» Aufgabenziel: Gib die Daten von der Zeile mit „TARGET = red roof“ bis zum Ende der Daten erneut aus, beide Enden eingeschlossen, und übernimm jede Zeile ohne Koordinaten unverändert. Multipliziere jede Koordinate in den Antworten mit 2,3 und runde auf ganze Zahlen, wobei ,5 aufgerundet wird.

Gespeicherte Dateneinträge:
● ● ●
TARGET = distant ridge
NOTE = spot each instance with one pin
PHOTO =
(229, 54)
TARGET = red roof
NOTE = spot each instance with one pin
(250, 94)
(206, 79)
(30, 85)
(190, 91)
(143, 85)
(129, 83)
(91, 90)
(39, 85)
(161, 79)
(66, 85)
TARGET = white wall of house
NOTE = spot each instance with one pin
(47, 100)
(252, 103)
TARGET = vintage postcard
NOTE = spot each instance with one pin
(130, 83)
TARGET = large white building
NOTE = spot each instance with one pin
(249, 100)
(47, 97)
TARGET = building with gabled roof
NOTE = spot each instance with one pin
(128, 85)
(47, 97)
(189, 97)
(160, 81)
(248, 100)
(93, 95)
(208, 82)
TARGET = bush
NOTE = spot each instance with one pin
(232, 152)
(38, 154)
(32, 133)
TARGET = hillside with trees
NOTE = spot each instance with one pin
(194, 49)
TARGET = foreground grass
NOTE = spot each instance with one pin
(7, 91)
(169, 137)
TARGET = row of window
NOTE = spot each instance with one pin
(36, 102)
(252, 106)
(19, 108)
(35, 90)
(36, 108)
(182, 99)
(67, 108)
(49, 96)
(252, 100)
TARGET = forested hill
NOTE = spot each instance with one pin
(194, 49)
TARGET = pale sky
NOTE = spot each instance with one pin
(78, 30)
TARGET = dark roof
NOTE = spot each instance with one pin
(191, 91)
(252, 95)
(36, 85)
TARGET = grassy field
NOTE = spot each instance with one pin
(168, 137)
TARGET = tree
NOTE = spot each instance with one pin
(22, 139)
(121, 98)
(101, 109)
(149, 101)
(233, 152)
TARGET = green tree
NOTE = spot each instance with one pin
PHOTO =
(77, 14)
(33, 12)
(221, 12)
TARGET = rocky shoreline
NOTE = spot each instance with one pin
● ● ●
» Schriftliche Antwort:
TARGET = red roof
NOTE = spot each instance with one pin
(575, 216)
(474, 182)
(69, 196)
(437, 209)
(329, 196)
(297, 191)
(209, 207)
(90, 196)
(370, 182)
(152, 196)
TARGET = white wall of house
NOTE = spot each instance with one pin
(108, 230)
(580, 237)
TARGET = vintage postcard
NOTE = spot each instance with one pin
(299, 191)
TARGET = large white building
NOTE = spot each instance with one pin
(573, 230)
(108, 223)
TARGET = building with gabled roof
NOTE = spot each instance with one pin
(294, 196)
(108, 223)
(435, 223)
(368, 186)
(570, 230)
(214, 219)
(478, 189)
TARGET = bush
NOTE = spot each instance with one pin
(534, 350)
(87, 354)
(74, 306)
TARGET = hillside with trees
NOTE = spot each instance with one pin
(446, 113)
TARGET = foreground grass
NOTE = spot each instance with one pin
(16, 209)
(389, 315)
TARGET = row of window
NOTE = spot each instance with one pin
(83, 235)
(580, 244)
(44, 248)
(81, 207)
(83, 248)
(419, 228)
(154, 248)
(113, 221)
(580, 230)
TARGET = forested hill
NOTE = spot each instance with one pin
(446, 113)
TARGET = pale sky
NOTE = spot each instance with one pin
(179, 69)
TARGET = dark roof
NOTE = spot each instance with one pin
(439, 209)
(580, 219)
(83, 196)
TARGET = grassy field
NOTE = spot each instance with one pin
(386, 315)
TARGET = tree
NOTE = spot each instance with one pin
(51, 320)
(278, 225)
(232, 251)
(343, 232)
(536, 350)
TARGET = green tree
NOTE = spot each instance with one pin
PHOTO =
(177, 32)
(76, 28)
(508, 28)
TARGET = rocky shoreline
NOTE = spot each instance with one pin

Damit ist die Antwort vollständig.